__Items__:

^^^^^^^^

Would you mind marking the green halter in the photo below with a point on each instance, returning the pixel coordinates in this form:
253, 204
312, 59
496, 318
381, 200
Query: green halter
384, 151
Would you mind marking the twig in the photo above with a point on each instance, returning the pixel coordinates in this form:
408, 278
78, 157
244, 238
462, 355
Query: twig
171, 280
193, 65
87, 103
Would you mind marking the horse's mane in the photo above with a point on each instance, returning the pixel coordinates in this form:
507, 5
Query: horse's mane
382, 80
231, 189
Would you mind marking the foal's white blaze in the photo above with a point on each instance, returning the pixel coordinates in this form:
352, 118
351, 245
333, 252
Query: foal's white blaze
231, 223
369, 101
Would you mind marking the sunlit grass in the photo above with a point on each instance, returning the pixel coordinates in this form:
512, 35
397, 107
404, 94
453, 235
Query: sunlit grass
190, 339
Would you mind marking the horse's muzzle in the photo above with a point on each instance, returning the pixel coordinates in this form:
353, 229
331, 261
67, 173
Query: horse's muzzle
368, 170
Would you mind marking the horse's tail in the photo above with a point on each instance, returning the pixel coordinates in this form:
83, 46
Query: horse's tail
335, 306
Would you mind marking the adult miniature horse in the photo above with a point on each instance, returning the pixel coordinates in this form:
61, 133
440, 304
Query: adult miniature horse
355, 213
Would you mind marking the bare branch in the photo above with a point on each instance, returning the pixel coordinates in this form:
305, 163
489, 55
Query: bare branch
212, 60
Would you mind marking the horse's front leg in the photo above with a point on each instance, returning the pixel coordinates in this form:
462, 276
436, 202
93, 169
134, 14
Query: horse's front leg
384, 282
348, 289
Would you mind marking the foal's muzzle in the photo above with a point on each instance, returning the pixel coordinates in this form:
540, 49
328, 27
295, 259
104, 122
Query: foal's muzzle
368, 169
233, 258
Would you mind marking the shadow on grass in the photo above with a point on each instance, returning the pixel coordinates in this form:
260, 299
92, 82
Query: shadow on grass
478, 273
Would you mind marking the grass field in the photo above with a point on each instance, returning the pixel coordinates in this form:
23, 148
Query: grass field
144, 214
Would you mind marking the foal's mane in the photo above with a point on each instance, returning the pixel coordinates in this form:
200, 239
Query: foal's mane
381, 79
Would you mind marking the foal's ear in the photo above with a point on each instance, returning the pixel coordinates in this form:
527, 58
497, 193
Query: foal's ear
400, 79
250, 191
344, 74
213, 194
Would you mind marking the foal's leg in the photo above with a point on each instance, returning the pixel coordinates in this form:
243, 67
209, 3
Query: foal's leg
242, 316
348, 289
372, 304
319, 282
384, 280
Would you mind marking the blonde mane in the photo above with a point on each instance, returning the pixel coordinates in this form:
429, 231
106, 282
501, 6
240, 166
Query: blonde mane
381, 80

^^^^^^^^

__What to produce__:
Express every line of the rows above as a Markdown table with two columns, "No." for the line number and "Line" for the text. Leave out blank lines.

__Full response__:
| No. | Line |
|---|---|
| 1 | Would you mind marking the green halter in the photo below with a point on each instance, returning the pixel coordinates in this form: |
| 2 | 253, 204 |
| 3 | 312, 59 |
| 4 | 496, 318 |
| 5 | 381, 200 |
| 6 | Query: green halter |
| 7 | 384, 151 |
| 8 | Would you mind marking the twig in the photo above with a point on each instance, returning the pixel coordinates in this form: |
| 9 | 408, 278 |
| 10 | 78, 157 |
| 11 | 244, 238 |
| 12 | 462, 355 |
| 13 | Query: twig |
| 14 | 171, 280 |
| 15 | 193, 65 |
| 16 | 87, 103 |
| 17 | Would you mind marking the horse's mane in the photo above with a point on each instance, returning the pixel coordinates in this form: |
| 18 | 507, 5 |
| 19 | Query: horse's mane |
| 20 | 382, 80 |
| 21 | 231, 189 |
| 22 | Would you mind marking the foal's white blaze in the photo above with a point on each instance, returning the pixel coordinates in this form: |
| 23 | 352, 118 |
| 24 | 351, 245 |
| 25 | 333, 252 |
| 26 | Query: foal's white blaze |
| 27 | 231, 223 |
| 28 | 369, 101 |
| 29 | Would you mind marking the sunlit grass in the photo above with a point on each instance, returning the pixel coordinates in this form: |
| 30 | 512, 35 |
| 31 | 397, 107 |
| 32 | 404, 94 |
| 33 | 453, 235 |
| 34 | Query: sunlit grass |
| 35 | 190, 339 |
| 36 | Would you mind marking the horse's muzzle in the photo above with a point on each instance, returning the pixel coordinates in this form: |
| 37 | 353, 229 |
| 38 | 331, 261 |
| 39 | 67, 173 |
| 40 | Query: horse's muzzle |
| 41 | 368, 170 |
| 42 | Would you mind marking the horse's tail in the photo above with a point on each instance, returning the pixel coordinates in this form: |
| 43 | 83, 46 |
| 44 | Query: horse's tail |
| 45 | 335, 306 |
| 46 | Would you mind marking the adult miniature horse in the photo above with a point on each instance, returning the pixel coordinates in this form: |
| 47 | 61, 133 |
| 48 | 440, 304 |
| 49 | Query: adult miniature horse |
| 50 | 355, 213 |
| 51 | Would you mind marking the bare branch in the photo above with a point on each instance, returning the pixel coordinates in this form: |
| 52 | 305, 163 |
| 53 | 489, 55 |
| 54 | Query: bare branch |
| 55 | 212, 60 |
| 56 | Would you mind marking the horse's front leg in the photo above with a point on each instance, returning the pixel coordinates in this form: |
| 57 | 462, 276 |
| 58 | 436, 202 |
| 59 | 93, 169 |
| 60 | 134, 14 |
| 61 | Query: horse's front leg |
| 62 | 384, 282 |
| 63 | 348, 289 |
| 64 | Would you mind marking the foal's muzzle in the photo above with a point on each instance, returning the pixel coordinates in this form: |
| 65 | 540, 49 |
| 66 | 328, 27 |
| 67 | 295, 259 |
| 68 | 104, 122 |
| 69 | Query: foal's muzzle |
| 70 | 368, 169 |
| 71 | 233, 258 |
| 72 | Would you mind marking the shadow on grass in the photo above with a point on each instance, returning the pixel coordinates in this form: |
| 73 | 260, 299 |
| 74 | 92, 82 |
| 75 | Query: shadow on grass |
| 76 | 478, 273 |
| 77 | Would you mind marking the grass field in the photo above with a point on each instance, returning the pixel coordinates in this form: |
| 78 | 23, 148 |
| 79 | Query: grass field |
| 80 | 144, 214 |
| 81 | Would you mind marking the foal's mane in the photo above with a point on each instance, returning the pixel coordinates in this form: |
| 82 | 200, 239 |
| 83 | Query: foal's mane |
| 84 | 381, 79 |
| 85 | Would you mind marking the foal's ear in the photo above with a point on each instance, returning the pixel coordinates in this form: |
| 86 | 527, 58 |
| 87 | 497, 193 |
| 88 | Query: foal's ear |
| 89 | 400, 79 |
| 90 | 250, 191 |
| 91 | 344, 74 |
| 92 | 213, 194 |
| 93 | Would you mind marking the foal's leg in the photo above with a point on each instance, returning the pixel coordinates in this form: |
| 94 | 243, 67 |
| 95 | 209, 3 |
| 96 | Query: foal's leg |
| 97 | 242, 316 |
| 98 | 348, 289 |
| 99 | 372, 304 |
| 100 | 319, 282 |
| 101 | 384, 280 |
| 102 | Would you mind marking the blonde mane in the photo above with a point on each instance, returning the pixel coordinates in this form: |
| 103 | 429, 231 |
| 104 | 106, 282 |
| 105 | 501, 6 |
| 106 | 240, 166 |
| 107 | Query: blonde mane |
| 108 | 381, 80 |